WRITTEN INSTRUCTION
Convert the lines of the entries below, from the line containing "One point per instance of the red sandstone" down through the line containing "pixel 1175 692", into a numbered list, omitting any blank lines.

EXERCISE INPUT
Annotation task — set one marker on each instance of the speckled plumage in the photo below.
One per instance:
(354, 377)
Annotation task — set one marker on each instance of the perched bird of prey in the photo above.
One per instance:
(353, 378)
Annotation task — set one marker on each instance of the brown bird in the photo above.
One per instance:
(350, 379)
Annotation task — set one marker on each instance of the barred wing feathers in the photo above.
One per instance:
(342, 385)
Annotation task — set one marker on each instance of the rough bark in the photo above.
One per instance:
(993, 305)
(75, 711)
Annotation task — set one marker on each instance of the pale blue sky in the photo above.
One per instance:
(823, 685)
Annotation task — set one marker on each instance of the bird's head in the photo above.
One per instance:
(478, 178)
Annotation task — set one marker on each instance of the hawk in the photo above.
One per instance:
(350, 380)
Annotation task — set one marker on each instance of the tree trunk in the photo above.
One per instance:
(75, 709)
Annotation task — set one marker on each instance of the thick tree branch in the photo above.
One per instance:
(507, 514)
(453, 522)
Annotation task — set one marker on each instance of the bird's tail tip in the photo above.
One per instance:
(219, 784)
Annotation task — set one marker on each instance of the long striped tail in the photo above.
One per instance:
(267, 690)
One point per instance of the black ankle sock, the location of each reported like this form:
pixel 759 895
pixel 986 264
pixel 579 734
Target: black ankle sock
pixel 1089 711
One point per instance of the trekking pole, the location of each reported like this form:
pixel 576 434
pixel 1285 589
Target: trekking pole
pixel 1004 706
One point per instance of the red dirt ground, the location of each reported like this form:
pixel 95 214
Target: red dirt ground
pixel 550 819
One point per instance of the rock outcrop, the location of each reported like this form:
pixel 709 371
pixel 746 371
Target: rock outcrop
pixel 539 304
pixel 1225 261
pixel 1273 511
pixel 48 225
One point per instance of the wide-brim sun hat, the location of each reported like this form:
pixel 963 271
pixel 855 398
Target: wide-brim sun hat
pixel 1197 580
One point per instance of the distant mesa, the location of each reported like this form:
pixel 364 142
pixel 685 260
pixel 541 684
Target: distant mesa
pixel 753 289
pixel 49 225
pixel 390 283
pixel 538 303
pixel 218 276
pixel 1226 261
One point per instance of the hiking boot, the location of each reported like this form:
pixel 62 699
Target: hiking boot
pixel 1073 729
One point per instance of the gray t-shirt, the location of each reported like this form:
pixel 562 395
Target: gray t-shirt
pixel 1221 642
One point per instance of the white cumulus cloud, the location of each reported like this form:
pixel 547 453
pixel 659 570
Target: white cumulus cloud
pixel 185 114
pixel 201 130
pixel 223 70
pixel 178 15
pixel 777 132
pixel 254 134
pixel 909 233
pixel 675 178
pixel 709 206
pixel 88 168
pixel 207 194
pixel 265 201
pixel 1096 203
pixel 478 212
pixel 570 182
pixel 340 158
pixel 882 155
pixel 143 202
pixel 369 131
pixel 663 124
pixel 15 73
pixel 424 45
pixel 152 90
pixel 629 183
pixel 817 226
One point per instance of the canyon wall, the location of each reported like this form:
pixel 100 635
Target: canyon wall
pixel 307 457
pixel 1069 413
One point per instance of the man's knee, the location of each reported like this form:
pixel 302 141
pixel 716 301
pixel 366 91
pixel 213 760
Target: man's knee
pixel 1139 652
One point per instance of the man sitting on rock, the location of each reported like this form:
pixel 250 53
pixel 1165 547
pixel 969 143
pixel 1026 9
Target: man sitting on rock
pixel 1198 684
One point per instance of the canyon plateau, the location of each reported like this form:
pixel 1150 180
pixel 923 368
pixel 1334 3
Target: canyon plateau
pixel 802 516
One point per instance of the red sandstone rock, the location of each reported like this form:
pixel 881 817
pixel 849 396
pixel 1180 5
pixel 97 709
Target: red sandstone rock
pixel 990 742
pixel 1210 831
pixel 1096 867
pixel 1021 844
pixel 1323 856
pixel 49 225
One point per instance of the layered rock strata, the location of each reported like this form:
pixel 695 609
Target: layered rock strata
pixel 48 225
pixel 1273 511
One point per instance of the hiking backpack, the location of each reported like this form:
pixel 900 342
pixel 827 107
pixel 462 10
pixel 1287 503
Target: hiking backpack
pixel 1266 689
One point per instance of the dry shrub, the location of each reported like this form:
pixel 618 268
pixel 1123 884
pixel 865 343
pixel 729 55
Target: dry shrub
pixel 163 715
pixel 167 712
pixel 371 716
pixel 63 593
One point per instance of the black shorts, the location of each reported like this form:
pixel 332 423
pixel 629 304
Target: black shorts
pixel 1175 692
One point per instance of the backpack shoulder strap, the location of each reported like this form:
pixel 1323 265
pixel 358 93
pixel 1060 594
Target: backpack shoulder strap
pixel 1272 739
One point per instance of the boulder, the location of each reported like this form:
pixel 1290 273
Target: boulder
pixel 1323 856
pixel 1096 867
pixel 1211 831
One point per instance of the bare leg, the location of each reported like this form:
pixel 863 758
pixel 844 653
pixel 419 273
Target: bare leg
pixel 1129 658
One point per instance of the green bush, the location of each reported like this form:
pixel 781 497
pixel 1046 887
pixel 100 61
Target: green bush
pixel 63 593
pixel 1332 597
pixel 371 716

TASK OUTPUT
1. One point per instance of the red sandstone rock, the location of each reported like this form:
2. pixel 881 817
3. pixel 849 396
4. pixel 1180 5
5. pixel 97 709
6. Target: red sandstone rock
7. pixel 990 742
8. pixel 1210 831
9. pixel 1096 867
10. pixel 1021 844
11. pixel 1323 856
12. pixel 49 225
13. One point per instance of the layered rock strata, the location of each reported like this form:
14. pixel 695 609
15. Target: layered rock strata
16. pixel 48 225
17. pixel 1273 511
18. One point per instance of the hiking backpack, the location of each reported like this form:
19. pixel 900 342
20. pixel 827 107
21. pixel 462 10
22. pixel 1287 503
23. Target: hiking backpack
24. pixel 1266 689
25. One point per instance of the dry shrub, the location of each reported like this form:
26. pixel 618 268
27. pixel 1123 884
28. pixel 865 343
29. pixel 729 55
30. Target: dry shrub
31. pixel 163 715
32. pixel 167 712
33. pixel 371 716
34. pixel 63 593
35. One point per instance of the black shorts, the location of each reported like this form:
36. pixel 332 423
37. pixel 629 304
38. Target: black shorts
39. pixel 1175 692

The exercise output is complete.